*Data lines:*
--*--
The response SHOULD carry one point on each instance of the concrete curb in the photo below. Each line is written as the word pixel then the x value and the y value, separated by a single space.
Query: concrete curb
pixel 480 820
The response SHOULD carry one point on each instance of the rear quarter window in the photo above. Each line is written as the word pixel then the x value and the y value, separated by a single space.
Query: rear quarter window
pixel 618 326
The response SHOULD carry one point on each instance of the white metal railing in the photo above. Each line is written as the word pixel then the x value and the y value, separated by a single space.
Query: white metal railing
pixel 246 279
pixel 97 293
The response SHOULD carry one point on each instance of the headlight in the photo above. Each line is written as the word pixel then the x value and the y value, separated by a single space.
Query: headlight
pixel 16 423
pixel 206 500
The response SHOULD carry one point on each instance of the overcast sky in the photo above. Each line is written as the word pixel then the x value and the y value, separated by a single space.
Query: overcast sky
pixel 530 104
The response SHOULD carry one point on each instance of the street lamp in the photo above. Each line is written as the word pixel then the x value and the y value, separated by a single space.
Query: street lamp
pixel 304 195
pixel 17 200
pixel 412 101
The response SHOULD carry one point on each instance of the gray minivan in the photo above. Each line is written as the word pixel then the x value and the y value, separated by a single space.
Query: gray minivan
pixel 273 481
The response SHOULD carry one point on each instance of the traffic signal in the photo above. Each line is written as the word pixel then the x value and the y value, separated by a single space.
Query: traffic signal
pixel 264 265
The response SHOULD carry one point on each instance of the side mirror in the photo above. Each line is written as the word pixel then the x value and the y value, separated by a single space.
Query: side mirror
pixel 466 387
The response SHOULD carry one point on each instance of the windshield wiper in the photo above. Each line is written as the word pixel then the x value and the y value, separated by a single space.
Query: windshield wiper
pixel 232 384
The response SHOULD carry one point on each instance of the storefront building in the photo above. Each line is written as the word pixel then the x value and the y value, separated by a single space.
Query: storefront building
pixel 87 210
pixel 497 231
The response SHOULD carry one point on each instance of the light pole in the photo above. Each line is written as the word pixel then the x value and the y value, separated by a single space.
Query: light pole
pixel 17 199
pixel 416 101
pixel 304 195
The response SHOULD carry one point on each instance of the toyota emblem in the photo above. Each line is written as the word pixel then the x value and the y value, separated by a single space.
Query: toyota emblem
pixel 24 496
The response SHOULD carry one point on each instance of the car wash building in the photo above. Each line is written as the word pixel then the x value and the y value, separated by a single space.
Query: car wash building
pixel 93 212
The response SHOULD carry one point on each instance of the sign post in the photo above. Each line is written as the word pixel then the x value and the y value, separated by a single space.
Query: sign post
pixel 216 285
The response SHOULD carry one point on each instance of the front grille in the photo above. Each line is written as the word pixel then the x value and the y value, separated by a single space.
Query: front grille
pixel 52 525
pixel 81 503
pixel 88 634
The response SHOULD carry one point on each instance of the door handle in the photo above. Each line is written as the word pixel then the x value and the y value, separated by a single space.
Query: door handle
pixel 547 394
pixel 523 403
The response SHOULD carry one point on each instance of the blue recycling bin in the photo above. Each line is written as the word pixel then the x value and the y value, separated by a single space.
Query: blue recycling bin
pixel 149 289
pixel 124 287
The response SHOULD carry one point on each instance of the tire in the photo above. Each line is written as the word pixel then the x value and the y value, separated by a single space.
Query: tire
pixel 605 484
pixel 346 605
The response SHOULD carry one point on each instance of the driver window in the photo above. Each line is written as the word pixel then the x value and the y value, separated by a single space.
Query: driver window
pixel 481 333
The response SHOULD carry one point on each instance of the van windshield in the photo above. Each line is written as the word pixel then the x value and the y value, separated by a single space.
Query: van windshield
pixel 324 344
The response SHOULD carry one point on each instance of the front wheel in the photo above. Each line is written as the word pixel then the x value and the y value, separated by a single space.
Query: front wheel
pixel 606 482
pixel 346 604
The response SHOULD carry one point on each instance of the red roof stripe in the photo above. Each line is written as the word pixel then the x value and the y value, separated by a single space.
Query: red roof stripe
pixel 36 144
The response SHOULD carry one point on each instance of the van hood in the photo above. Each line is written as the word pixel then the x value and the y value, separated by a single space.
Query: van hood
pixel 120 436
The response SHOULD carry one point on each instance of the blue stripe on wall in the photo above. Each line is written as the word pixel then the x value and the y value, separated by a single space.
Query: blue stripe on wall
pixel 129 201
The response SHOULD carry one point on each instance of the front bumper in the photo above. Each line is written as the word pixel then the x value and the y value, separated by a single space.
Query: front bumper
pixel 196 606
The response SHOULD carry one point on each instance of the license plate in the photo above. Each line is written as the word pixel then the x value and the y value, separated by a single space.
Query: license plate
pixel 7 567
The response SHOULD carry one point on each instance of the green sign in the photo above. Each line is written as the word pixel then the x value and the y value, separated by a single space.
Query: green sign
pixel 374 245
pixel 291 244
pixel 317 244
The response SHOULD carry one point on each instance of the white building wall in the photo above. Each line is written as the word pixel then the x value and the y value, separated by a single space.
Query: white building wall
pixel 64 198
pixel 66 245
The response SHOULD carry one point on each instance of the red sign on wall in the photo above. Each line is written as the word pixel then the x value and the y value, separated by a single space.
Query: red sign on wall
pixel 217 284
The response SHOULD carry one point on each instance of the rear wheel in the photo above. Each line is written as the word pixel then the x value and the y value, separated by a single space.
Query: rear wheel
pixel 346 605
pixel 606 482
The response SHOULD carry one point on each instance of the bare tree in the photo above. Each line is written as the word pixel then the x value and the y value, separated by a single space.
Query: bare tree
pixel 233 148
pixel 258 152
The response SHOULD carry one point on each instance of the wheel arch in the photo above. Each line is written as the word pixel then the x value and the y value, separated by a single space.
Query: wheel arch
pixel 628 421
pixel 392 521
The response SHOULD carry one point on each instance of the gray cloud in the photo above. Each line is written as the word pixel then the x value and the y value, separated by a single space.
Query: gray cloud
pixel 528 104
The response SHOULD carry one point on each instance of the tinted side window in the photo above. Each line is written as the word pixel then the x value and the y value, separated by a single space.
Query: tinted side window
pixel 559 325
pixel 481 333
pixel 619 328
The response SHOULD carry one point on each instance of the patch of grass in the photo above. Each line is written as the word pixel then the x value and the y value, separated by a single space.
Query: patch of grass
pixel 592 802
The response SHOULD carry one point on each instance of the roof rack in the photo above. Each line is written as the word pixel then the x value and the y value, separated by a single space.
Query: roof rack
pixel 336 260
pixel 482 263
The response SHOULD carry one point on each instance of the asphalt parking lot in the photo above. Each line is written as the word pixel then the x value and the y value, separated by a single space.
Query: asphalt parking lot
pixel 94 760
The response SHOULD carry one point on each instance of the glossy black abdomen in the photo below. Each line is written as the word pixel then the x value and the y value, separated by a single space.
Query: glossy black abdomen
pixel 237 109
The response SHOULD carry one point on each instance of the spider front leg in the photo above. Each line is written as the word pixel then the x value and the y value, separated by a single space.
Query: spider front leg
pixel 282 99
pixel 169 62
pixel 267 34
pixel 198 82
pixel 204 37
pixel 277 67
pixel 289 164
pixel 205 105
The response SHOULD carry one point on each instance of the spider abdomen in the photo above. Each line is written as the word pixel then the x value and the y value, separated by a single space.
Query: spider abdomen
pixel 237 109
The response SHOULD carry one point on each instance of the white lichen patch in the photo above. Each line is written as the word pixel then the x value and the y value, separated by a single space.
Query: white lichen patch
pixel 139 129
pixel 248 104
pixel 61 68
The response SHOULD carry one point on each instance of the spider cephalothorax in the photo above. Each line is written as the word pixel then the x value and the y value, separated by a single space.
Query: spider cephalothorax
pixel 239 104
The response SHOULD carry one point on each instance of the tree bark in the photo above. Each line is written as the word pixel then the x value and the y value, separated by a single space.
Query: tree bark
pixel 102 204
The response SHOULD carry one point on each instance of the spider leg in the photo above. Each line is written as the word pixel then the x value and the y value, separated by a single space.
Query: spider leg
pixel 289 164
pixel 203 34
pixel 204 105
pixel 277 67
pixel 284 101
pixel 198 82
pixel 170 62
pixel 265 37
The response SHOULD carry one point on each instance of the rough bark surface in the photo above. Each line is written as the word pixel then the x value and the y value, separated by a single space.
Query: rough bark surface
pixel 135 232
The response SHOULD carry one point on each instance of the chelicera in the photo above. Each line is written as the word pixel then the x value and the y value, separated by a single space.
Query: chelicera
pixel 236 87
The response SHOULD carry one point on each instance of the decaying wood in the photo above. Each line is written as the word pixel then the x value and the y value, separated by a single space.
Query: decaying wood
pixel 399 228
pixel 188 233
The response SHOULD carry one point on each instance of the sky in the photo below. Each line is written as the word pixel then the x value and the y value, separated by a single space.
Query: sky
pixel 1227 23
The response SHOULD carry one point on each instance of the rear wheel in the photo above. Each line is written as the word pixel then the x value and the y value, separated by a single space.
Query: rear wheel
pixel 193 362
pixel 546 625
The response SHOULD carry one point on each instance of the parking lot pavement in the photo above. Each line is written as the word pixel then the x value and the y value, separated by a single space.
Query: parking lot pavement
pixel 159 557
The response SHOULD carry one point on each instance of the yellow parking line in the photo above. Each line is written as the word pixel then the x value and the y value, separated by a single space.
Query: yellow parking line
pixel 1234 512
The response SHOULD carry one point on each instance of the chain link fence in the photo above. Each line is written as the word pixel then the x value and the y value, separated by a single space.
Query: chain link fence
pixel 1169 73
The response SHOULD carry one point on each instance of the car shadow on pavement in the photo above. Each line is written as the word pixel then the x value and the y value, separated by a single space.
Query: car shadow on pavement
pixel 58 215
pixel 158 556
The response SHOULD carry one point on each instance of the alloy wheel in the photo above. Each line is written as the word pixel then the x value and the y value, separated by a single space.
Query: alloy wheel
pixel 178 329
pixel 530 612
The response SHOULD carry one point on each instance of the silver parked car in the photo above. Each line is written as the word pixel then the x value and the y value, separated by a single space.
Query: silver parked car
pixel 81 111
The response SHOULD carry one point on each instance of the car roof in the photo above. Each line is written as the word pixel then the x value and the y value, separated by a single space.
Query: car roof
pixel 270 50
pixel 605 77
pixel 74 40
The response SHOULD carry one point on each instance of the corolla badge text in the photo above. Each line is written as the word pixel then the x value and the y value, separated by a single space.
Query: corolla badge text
--*--
*Given problem:*
Rewrite the records starting with the line with "of the roof" and going on through the line with "pixel 205 105", swapping "glossy" for "shiny" and leaving everything else unchanged.

*Written response:*
The response SHOULD carry one point on each instance of the roof rack in the photo above. Each line is written as the word pixel then the x value and the y value, separated by a single space.
Query: roof rack
pixel 336 260
pixel 482 263
The response SHOULD carry one point on each instance of the asphalt parking lot in the photo above. Each line is written as the word pixel then the x value and the y value, separated by a single space.
Query: asphalt parking lot
pixel 94 760
The response SHOULD carry one point on each instance of the shiny black abdomen in the photo below. Each line is written as the word pixel then the x value and the y value, separated by a single space.
Query: shiny black abdomen
pixel 237 109
The response SHOULD carry one point on each instance of the spider front leg in the photo above. Each line is written as the word pixel then the x value and the y value, separated by a single space.
Query: spider front leg
pixel 282 99
pixel 169 62
pixel 267 34
pixel 198 82
pixel 204 37
pixel 277 67
pixel 289 164
pixel 205 105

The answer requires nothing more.